Workers only sacrifice if they buy on credit, and only what their banks believe is their risk premium. Workers only sacrifice if they buy on credit, and only what their banks believe is their risk premium.

No. The basic interest is discounted from their wages.
From the same short text:
"Wares collect basic interest from the consumer, not for the producer but for the possessor of money (medium of exchange), somewhat as a postman collects the price of a cash-on-delivery parcel."

If you take the gross interest, and subtract assumed inflation rate and the risk premium, the only thing left would be profit, which in our vastly large, liquid, and competitive currency market, is pretty much 0. That's profit on just currency lending alone. But most profit comes from either sale of services or goods. Paper itself doesn't give a profit other than through someone else's work, and that someone else is free to chose where they get their paper in an extremely competitive and saturated market. So I just can't wrap my head around this claim. Where is this hidden, and seemingly impossible, profit coming from? Is it a relic of when banks were few, information wasn't easily exchanged, and banks could get away with charging you way more for the loan than your risk called for?
....
__PROMPT 1__
Condense the paragraph of the interest discussion that begins "If you take the gross interest" into a short list that keeps its main facts.
__PROMPT 2__
Please quote the interest discussion starting at "If you take" and ending at "risk called for?".

__SOURCE MATERIAL__
....
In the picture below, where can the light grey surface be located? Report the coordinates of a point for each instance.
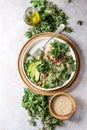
....
__RESPONSE 1__
- Gross interest minus the assumed inflation rate and the risk premium leaves only profit. In the large, liquid and competitive currency market, that profit is close to 0.
- That figure covers profit on currency lending alone. Most profit comes from selling services or goods.
- Paper yields profit only through someone else's work. That person is free to choose where to get paper in an extremely competitive, saturated market.
- The writer can't make sense of the claim and asks where this hidden, seemingly impossible profit comes from.
- The writer also asks whether it is a relic of a time when banks were few, information wasn't easily exchanged, and banks could charge more than a borrower's risk called for.

__RESPONSE 2__
If you take the gross interest, and subtract assumed inflation rate and the risk premium, the only thing left would be profit, which in our vastly large, liquid, and competitive currency market, is pretty much 0. That's profit on just currency lending alone. But most profit comes from either sale of services or goods. Paper itself doesn't give a profit other than through someone else's work, and that someone else is free to chose where they get their paper in an extremely competitive and saturated market. So I just can't wrap my head around this claim. Where is this hidden, and seemingly impossible, profit coming from? Is it a relic of when banks were few, information wasn't easily exchanged, and banks could get away with charging you way more for the loan than your risk called for?